EXTRACT PROVIDED —

------------------------------------------------

Greatest hits album by Bryan White
- Released: October 31, 2000
- Genre: Country
- Length: 41:26
- Label: Asylum
- Producer: Billy Joe Walker Jr.; Kyle Lehning; Robert John "Mutt" Lange;

Bryan White chronology
| How Lucky I Am (1999) | Greatest Hits (2000) | My Christmas Project (2006) |

Singles from Greatest Hits
- "How Long" Released: October 23, 2000;

= Greatest Hits (Bryan White album) =

Greatest Hits is the first compilation album by American country music artist Bryan White. It was released on October 31, 2000, via Asylum Records as his final release for the label. The compilation includes nine of his singles from his three Asylum records, Bryan White (1994), Between Now and Forever (1996), and The Right Place (1997), including his four number one singles on the US Billboard Hot Country Songs chart. The compilation also includes his duet with Canadian singer Shania Twain, "From This Moment On", which became a huge success on the country charts for both of them.

Two new tracks were recorded for this compilation: "The Way You Look at Me" and "How Long", the former co-written by Toby Keith collaborator Scotty Emerick. "How Long" was serviced as the album's sole single, reaching number 58 on the US country airplay chart where it is to date his final charting single there.

Professional ratings
Review scores
| Source | Rating |
| Allmusic | link |

==Track listing==

Greatest Hits track listing
| No. | Title | Writer(s) | Original album | Length |
|---|---|---|---|---|
| 1. | "Love Is the Right Place" | Marcus Hummon; Tommy Sims; | The Right Place | 3:14 |
| 2. | "Rebecca Lynn" | Skip Ewing; Don Sampson; | Bryan White | 3:58 |
| 3. | "Sittin' on Go" | Josh Leo; Rick Bowles; | Between Now and Forever | 3:08 |
| 4. | "I'm Not Supposed to Love You Anymore" | Ewing; Donny Kees; | Between Now and Forever | 3:43 |
| 5. | "How Long" | Andrew Williams; David Williams; | New recording | 3:40 |
| 6. | "From This Moment On" (duet with Shania Twain) | Shania Twain; Robert John "Mutt" Lange; | Twain's Come On Over | 4:41 |
| 7. | "That's Another Song" | Julie Medders; Monty Powell; John Paul Daniel Doug Pincock; | Between Now and Forever | 3:09 |
| 8. | "So Much for Pretending" | Bryan White; Derek George; John Tirro; | Between Now and Forever | 2:31 |
| 9. | "The Way You Look at Me" | Scotty Emerick; Tirro; | New recording | 3:03 |
| 10. | "One Small Miracle" | Bill Anderson; Steve Wariner; | The Right Place | 3:51 |
| 11. | "Look at Me Now" | White; George; Tirro; | Bryan White | 3:07 |
| 12. | "Someone Else's Star" | Ewing; Jim Weatherly; | Bryan White | 3:21 |
| Total length: |  |  |  | 41:26 |

==Personnel==
Taken from the album booklet.

------------------------------------------------

SUPPLIED RECORDS —

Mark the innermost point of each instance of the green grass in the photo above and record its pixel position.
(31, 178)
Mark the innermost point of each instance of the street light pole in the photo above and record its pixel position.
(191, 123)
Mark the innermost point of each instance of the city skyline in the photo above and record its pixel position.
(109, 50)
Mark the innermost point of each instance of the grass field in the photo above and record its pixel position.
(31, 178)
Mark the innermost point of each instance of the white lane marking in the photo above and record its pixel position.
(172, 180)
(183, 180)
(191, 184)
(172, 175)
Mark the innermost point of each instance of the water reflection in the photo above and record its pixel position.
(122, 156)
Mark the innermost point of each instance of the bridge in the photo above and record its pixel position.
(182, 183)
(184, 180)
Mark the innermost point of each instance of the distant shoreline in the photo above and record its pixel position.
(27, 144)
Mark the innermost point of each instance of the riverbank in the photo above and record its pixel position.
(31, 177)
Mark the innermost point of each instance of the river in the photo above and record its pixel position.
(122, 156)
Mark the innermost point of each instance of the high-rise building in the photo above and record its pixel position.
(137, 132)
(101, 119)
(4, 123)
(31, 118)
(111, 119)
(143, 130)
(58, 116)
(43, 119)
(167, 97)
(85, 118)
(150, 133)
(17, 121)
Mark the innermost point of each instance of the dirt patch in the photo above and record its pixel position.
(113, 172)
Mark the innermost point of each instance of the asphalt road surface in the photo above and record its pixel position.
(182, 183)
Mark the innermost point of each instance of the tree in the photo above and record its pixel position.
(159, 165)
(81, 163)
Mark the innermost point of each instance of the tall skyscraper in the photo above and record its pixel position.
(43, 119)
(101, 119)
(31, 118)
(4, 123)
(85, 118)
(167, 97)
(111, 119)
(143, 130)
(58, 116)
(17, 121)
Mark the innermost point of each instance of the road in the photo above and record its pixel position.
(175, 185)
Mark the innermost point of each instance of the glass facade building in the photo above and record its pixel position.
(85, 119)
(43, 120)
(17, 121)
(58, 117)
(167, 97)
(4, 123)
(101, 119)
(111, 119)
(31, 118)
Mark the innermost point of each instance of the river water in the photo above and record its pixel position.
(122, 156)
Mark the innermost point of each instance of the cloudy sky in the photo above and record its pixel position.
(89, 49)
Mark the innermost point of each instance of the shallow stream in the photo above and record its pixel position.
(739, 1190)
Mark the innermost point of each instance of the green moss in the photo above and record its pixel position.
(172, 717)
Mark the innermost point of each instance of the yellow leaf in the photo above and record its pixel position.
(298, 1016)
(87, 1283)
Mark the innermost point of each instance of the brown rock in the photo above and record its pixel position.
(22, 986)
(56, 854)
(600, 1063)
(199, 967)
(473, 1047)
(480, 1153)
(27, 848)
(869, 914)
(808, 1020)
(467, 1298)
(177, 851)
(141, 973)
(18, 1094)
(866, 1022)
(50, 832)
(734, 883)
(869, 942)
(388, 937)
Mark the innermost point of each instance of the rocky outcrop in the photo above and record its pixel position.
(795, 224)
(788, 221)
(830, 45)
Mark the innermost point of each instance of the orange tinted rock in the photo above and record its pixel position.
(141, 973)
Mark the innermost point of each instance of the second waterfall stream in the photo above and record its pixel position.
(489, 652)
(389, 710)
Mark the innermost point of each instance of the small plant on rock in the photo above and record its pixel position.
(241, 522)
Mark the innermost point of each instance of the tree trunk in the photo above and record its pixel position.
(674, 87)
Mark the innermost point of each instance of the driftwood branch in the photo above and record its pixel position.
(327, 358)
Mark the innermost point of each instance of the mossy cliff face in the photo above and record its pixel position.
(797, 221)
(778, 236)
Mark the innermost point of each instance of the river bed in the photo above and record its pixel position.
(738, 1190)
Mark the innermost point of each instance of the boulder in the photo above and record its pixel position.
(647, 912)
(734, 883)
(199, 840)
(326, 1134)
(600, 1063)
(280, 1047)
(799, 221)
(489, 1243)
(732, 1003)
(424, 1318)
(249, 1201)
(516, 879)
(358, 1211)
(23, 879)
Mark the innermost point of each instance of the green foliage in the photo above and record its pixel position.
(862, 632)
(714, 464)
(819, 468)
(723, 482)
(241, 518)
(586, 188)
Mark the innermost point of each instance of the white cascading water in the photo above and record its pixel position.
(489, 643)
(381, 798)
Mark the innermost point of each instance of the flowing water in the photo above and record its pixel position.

------------------------------------------------

WHAT TO WORK ON —
- a) Render this sentence from the Greatest Hits article in Spanish: "Greatest Hits is the first compilation album by American country music artist Bryan White."
- b) According to the Greatest Hits article, what position did "How Long" reach on the US country airplay chart?
- c) From the Greatest Hits article, print the passage starting with "Singles from Greatest" and going on through "both of them.".

WRITTEN ANSWERS —
- a) Greatest Hits es el primer álbum recopilatorio del artista estadounidense de música country Bryan White.

- b) Number 58.

- c)
Singles from Greatest Hits
- "How Long" Released: October 23, 2000;

= Greatest Hits (Bryan White album) =

Greatest Hits is the first compilation album by American country music artist Bryan White. It was released on October 31, 2000, via Asylum Records as his final release for the label. The compilation includes nine of his singles from his three Asylum records, Bryan White (1994), Between Now and Forever (1996), and The Right Place (1997), including his four number one singles on the US Billboard Hot Country Songs chart. The compilation also includes his duet with Canadian singer Shania Twain, "From This Moment On", which became a huge success on the country charts for both of them.